■ **TO DO**:
Reproduce the records verbatim, starting at the line containing "Each <instance> asks" and ending at the line containing "positive clicks: (261, 102)", including both of those lines.

■ **DATA SECTION**:
□ □ □
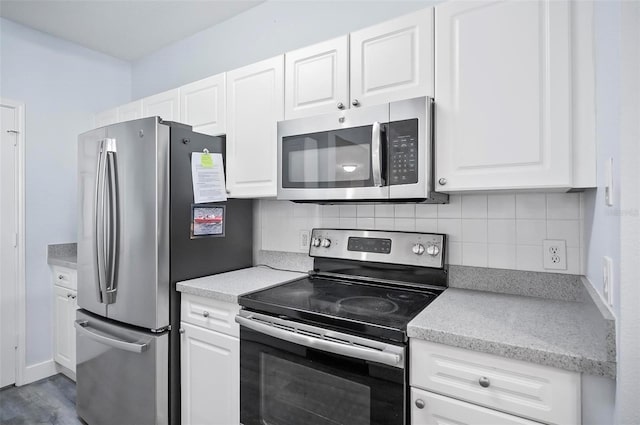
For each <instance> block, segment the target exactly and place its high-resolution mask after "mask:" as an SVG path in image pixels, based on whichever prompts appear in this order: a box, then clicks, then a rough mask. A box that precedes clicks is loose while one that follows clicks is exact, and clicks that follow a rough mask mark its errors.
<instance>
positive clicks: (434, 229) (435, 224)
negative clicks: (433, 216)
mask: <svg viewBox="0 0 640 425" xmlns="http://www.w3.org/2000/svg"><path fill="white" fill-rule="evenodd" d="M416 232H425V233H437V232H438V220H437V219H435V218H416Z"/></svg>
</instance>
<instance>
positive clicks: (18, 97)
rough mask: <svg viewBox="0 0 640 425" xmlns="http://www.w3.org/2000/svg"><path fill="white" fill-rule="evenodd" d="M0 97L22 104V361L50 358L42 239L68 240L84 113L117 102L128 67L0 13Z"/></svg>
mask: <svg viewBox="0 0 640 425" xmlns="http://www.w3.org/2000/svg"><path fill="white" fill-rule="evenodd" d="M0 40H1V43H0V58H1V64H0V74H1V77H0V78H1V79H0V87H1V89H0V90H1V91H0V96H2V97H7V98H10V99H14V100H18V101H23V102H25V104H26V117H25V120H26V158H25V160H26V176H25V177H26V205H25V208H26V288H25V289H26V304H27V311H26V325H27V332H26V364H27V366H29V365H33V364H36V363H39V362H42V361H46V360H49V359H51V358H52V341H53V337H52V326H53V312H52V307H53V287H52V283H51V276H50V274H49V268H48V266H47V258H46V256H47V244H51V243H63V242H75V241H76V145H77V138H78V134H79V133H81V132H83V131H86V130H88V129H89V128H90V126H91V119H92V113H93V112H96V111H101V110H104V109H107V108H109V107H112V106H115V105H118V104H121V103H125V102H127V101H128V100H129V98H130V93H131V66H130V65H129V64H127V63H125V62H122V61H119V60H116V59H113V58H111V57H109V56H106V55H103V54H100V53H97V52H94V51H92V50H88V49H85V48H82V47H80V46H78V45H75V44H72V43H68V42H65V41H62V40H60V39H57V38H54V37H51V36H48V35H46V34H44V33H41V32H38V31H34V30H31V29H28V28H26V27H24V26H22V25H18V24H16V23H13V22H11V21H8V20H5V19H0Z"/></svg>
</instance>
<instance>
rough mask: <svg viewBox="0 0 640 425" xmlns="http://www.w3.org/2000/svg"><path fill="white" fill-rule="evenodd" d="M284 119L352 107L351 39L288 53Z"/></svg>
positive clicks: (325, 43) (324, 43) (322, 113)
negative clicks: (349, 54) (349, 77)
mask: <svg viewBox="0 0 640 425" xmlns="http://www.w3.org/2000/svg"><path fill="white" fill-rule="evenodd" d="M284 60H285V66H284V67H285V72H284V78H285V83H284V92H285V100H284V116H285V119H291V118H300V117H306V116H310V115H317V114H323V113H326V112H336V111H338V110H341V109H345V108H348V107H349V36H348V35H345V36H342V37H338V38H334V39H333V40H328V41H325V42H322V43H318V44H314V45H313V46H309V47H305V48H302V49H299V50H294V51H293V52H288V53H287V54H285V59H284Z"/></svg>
□ □ □
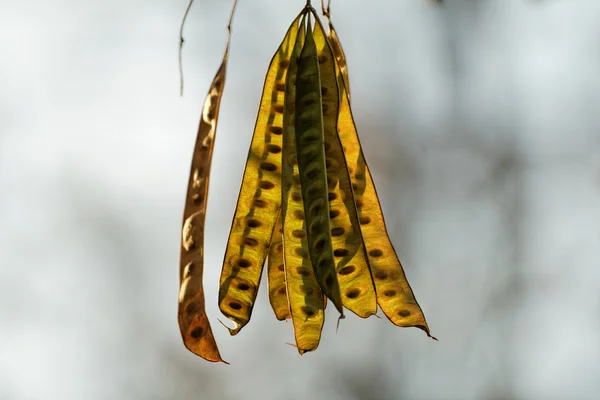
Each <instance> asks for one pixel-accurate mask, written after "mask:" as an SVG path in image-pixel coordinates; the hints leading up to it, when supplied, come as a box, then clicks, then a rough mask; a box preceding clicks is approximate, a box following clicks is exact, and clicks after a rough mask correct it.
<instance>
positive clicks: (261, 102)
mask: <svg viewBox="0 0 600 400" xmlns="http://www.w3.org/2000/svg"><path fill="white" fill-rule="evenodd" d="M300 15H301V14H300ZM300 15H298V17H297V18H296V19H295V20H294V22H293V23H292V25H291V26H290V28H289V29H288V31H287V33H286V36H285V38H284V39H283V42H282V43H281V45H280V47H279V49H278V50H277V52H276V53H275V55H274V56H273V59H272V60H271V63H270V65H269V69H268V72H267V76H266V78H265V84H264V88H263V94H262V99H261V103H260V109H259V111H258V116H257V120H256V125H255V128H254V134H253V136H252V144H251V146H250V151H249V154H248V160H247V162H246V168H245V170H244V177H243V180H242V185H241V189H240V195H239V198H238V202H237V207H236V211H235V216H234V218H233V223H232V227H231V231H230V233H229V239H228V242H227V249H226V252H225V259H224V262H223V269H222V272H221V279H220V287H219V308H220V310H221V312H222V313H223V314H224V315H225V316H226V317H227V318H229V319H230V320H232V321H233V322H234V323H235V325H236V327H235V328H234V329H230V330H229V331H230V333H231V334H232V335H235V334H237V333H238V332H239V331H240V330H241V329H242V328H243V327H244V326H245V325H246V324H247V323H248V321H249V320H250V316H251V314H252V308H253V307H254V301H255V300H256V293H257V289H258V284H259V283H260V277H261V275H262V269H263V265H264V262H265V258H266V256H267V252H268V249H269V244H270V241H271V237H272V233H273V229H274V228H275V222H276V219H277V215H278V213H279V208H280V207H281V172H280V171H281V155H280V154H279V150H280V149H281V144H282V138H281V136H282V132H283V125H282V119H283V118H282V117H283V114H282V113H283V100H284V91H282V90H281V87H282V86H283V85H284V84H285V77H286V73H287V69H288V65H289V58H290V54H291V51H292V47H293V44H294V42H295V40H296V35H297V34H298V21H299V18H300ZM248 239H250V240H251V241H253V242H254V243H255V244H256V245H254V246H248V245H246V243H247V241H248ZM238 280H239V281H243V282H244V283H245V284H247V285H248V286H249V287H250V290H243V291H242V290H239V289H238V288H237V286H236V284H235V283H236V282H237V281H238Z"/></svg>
□ □ □
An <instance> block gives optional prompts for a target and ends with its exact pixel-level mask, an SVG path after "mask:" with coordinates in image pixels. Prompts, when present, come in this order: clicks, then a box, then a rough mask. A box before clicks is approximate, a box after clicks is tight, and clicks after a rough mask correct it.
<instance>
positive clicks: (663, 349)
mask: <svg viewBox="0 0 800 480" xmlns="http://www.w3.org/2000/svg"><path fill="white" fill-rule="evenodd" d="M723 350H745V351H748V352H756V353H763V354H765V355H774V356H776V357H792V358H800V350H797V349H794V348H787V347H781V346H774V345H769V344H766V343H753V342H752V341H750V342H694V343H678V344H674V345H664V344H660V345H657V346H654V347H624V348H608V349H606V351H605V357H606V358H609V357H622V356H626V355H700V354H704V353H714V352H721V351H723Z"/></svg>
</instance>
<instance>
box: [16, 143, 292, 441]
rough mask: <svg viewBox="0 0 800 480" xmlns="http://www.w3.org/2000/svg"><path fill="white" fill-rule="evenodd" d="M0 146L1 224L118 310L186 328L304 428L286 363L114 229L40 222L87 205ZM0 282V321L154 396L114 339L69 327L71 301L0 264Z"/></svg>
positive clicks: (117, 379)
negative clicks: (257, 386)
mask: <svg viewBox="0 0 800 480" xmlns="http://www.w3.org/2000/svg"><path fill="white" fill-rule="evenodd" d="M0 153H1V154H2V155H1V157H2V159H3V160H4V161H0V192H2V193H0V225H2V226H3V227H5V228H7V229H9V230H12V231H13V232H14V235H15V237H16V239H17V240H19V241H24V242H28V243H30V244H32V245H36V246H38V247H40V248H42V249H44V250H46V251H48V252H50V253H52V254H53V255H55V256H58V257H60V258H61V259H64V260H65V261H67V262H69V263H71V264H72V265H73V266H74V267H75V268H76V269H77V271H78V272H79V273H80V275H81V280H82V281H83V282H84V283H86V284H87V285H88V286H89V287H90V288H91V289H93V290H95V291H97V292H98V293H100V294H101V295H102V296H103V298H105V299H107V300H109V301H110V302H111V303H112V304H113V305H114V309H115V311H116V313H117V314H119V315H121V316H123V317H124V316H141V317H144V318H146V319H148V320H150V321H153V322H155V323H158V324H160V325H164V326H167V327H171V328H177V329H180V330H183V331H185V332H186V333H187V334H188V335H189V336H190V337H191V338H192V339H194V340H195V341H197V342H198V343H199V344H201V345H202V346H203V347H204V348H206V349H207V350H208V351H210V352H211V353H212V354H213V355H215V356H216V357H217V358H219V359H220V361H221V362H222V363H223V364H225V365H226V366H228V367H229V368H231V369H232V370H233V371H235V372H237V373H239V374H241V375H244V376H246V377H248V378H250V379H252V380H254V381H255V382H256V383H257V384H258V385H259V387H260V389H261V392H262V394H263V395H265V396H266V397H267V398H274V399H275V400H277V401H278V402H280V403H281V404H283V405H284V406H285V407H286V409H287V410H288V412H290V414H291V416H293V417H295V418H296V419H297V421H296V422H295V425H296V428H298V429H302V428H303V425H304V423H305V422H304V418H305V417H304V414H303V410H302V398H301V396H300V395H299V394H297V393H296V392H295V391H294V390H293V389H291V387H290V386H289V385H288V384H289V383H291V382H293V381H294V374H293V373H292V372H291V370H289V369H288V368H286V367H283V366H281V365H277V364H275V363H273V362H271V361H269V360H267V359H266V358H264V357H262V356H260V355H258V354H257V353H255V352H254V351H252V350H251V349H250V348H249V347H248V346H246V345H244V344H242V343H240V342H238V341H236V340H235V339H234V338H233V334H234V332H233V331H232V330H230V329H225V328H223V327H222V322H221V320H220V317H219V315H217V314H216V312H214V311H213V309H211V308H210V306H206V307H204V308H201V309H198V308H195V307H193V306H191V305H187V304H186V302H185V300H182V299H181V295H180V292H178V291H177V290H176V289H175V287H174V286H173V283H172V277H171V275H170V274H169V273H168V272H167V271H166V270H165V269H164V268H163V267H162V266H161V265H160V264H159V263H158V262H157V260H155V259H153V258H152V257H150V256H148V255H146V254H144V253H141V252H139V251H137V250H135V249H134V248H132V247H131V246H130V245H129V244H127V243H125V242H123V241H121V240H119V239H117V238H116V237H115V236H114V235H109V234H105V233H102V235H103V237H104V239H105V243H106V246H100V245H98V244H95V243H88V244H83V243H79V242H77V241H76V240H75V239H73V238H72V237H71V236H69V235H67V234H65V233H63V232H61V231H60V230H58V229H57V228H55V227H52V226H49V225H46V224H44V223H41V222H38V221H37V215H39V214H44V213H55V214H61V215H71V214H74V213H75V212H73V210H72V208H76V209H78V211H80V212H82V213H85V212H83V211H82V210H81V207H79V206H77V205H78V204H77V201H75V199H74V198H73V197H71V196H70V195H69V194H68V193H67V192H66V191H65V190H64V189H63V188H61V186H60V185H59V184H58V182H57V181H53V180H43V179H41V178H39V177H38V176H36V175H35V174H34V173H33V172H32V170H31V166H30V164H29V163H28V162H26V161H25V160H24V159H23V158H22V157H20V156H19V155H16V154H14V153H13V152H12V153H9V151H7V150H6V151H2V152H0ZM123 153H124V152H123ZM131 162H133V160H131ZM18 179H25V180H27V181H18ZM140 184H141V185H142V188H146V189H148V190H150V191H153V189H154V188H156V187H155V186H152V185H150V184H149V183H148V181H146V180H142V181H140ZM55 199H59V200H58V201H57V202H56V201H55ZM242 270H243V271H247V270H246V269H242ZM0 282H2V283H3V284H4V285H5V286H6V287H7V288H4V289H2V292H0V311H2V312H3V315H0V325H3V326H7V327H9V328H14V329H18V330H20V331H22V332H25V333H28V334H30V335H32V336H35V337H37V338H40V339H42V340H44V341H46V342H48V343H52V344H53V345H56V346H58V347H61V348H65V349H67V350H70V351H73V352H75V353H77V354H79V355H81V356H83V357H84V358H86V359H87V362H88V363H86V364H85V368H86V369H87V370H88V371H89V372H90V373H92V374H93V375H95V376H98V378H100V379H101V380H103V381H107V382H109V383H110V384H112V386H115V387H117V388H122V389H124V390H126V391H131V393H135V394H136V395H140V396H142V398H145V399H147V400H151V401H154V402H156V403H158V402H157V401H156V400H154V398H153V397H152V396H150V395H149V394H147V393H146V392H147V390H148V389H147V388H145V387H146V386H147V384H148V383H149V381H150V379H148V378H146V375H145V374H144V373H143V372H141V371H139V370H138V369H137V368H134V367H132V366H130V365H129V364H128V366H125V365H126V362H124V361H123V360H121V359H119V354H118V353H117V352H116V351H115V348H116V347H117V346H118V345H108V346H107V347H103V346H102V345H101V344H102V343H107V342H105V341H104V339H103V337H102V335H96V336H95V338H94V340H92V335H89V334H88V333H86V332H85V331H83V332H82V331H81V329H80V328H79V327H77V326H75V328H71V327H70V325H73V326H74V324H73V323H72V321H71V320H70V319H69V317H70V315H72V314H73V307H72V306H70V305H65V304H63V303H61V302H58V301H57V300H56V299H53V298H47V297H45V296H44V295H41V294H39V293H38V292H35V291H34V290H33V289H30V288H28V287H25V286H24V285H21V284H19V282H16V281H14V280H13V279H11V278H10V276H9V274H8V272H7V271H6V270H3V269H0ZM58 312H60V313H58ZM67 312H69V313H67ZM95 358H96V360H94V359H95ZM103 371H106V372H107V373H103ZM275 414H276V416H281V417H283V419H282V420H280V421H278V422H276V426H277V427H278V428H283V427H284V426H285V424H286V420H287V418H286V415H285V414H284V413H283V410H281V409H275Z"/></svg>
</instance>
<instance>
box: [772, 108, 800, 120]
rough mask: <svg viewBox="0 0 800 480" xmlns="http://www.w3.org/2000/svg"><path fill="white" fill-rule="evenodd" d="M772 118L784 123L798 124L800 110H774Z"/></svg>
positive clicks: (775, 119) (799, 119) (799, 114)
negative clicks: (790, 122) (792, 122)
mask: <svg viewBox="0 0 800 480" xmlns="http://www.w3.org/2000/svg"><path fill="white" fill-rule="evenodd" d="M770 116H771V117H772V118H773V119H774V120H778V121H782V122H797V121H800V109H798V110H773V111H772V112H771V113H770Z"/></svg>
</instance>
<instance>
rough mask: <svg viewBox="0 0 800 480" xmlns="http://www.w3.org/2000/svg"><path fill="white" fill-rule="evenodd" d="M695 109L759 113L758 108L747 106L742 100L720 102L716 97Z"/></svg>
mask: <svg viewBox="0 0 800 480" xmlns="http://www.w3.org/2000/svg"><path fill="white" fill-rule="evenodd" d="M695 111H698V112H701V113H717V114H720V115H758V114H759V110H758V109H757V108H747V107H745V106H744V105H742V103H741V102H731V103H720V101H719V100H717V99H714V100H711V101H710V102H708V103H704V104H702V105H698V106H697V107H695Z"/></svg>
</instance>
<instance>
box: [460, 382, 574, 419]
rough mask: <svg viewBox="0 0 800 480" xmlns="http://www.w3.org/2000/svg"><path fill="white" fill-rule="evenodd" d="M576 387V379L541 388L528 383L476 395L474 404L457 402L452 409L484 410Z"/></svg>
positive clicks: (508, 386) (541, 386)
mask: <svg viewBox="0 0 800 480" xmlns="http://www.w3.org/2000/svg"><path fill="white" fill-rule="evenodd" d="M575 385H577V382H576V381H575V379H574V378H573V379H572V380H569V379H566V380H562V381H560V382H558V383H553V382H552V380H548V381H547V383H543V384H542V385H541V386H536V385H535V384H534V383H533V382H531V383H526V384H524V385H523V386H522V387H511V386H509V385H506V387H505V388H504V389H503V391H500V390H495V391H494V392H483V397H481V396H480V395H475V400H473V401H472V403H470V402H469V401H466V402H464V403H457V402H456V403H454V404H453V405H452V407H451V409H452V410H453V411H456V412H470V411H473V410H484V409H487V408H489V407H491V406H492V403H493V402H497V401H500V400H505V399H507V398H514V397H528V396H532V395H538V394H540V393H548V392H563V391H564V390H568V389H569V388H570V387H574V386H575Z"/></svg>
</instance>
□ □ □
■ **RESPONSE BELOW**:
Each <instance> asks for one pixel-accurate mask, written after "mask:" as an SVG path in image-pixel coordinates; the hints leading up to it, when supplied, come as a box, then clicks, then a rough mask; a box preceding clicks is approximate, a box following clicks is exact, and clicks after a rough mask correct it.
<instance>
positive clicks: (261, 102)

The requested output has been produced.